Start of RECORDS PROVIDED

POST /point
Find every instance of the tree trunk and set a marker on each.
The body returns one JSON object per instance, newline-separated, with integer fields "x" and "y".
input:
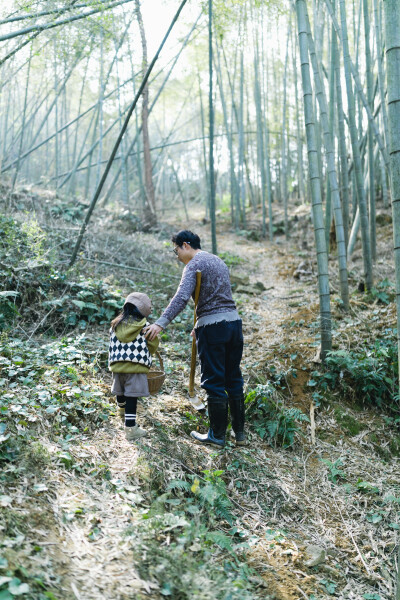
{"x": 319, "y": 230}
{"x": 392, "y": 43}
{"x": 150, "y": 216}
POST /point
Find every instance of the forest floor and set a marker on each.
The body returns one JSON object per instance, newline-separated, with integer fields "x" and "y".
{"x": 87, "y": 515}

End of RECORDS PROVIDED

## EXERCISE GOAL
If a line in the material above contains the word "marker", copy it.

## EXERCISE OUTPUT
Find every instance of the tree trunk and set a marker on each.
Find every instance of the forest floor and set a marker on each.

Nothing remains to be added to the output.